* Start Provided text *
Richard Evan Schwartz (born August 11, 1966) is an American mathematician notable for his contributions to geometric group theory and to an area of mathematics known as billiards. Geometric group theory is a relatively new area of mathematics beginning around the late 1980s which explores finitely generated groups, and seeks connections between their algebraic properties and the geometric spaces on which these groups act. He has worked on what mathematicians refer to as billiards, which are dynamical systems based on a convex shape in a plane. He has explored geometric iterations involving polygons, and he has been credited for developing the mathematical concept known as the pentagram map. In 2018 he is a professor of mathematics at Brown University.
Career
Schwartz was born in Los Angeles on August 11, 1966. He attended John F. Kennedy High School in Los Angeles from 1981 to 1984, then earned a B. S. in mathematics from U.C.L.A. in 1987, and then a Ph. D. in mathematics from Princeton University in 1991 under the supervision of William Thurston. He taught at the University of Maryland. He is currently the Chancellor's Professor of Mathematics at Brown University. He lives with his wife and two daughters in Barrington, Rhode Island.
Schwartz is credited by other mathematicians for introducing the concept of the pentagram map.
According to Schwartz's conception, a convex polygon would be inscribed with diagonal lines inside it, by drawing a line from one point to the next point—that is, by skipping over the immediate point on the polygon. The intersection points of the diagonals would form an inner polygon, and the process could be repeated. Schwartz observed these geometric patterns, partly by experimenting with computers.
He has collaborated with mathematicians Valentin Ovsienko
and Sergei Tabachnikov
to show that the pentagram map is "completely integrable."
In his spare time he draws comic books, Colleagues such as mathematician Jeffrey Brock describe Schwartz as having a "very wry sense of humor."
The Los Angeles Times suggested that the book helped to "take the scariness out of arithmetic."
Mathematician Keith Devlin, on NPR, agreed, saying that Schwartz "very skillfully and subtly embeds mathematical ideas into the drawings."
Publications
Selected contributions
- The quasi-isometry classification of rank one lattices: Any quasi-isometry of a hyperbolic lattice is equivalent to a commensurator.
* End Provided text *
* Start Input data *
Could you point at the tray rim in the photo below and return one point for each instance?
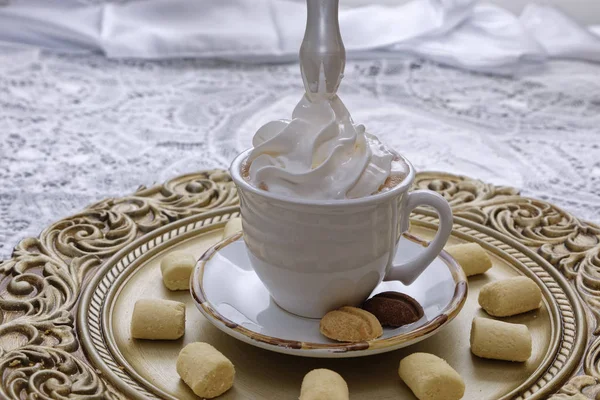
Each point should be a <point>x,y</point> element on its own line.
<point>529,387</point>
<point>67,252</point>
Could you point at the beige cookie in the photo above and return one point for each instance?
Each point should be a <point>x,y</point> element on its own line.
<point>176,269</point>
<point>158,319</point>
<point>500,340</point>
<point>350,324</point>
<point>471,257</point>
<point>233,226</point>
<point>323,384</point>
<point>205,370</point>
<point>510,296</point>
<point>431,378</point>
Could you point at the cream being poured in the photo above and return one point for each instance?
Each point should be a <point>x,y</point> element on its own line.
<point>320,154</point>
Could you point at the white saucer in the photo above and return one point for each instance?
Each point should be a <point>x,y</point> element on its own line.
<point>228,292</point>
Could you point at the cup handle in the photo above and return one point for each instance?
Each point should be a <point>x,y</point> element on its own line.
<point>410,270</point>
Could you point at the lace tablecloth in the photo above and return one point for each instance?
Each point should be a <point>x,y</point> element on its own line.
<point>76,129</point>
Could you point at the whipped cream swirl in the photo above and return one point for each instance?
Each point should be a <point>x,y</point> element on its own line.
<point>319,154</point>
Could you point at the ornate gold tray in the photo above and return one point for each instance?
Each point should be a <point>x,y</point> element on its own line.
<point>65,300</point>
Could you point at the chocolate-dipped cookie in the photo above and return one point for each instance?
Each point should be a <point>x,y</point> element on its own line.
<point>394,309</point>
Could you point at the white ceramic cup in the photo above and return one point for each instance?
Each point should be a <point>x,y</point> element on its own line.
<point>317,255</point>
* End Input data *
• _Work to do_
1 - Pull out each line in the rows that contains the word "cookie".
2 - Pick up the biography of mathematician Richard Evan Schwartz after its last line and keep writing it.

• _Written responses_
1 -
Could you point at the beige cookie in the photo above and return one point for each instance?
Could you point at the chocolate-dipped cookie in the photo above and return one point for each instance?

2 -
- A proof of the 1989 Goldman–Parker conjecture: This is a complete description of the moduli space of the complex hyperbolic ideal triangle groups.
- A proof that a triangle has a periodic billiard path provided all its angles are less than 100 degrees.
- A solution of the 1960 Moser–Neumann problem: There exists an outer billiards system with an unbounded orbit.
- A solution of the 5-electron case of J. J. Thomson's 1904 problem: The triangular bipyramid is the configuration of 5 electrons on the sphere that minimizes the Coulomb potential.
- The introduction of the pentagram map and a later proof (with Valentin Ovsienko and Sergei Tabachnikov) of its complete integrability.
- Mostly Surfaces, American Mathematical Society, (2011)
- The Octagonal PETs, American Mathematical Society, (2014)
- Really Big Numbers, American Mathematical Society, (2014) Winner of the 2015 MSRI Mathical Books for Kids from Tots to Teens Award
- Gallery of the Infinite, American Mathematical Society, (2016)
- The Projective Heat Map, American Mathematical Society, (2017)
Selected awards
- 1993 National Science Foundation Postdoctoral Fellow
- 1996 Sloan Research Fellow
- 2002 Invited Speaker, International Congress of Mathematicians, Beijing
- 2003 Guggenheim Fellow
- 2009 Clay Research Scholar
- 2017 class of Fellows of the American Mathematical Society "for contributions to dynamics, geometry, and experimental mathematics and for exposition".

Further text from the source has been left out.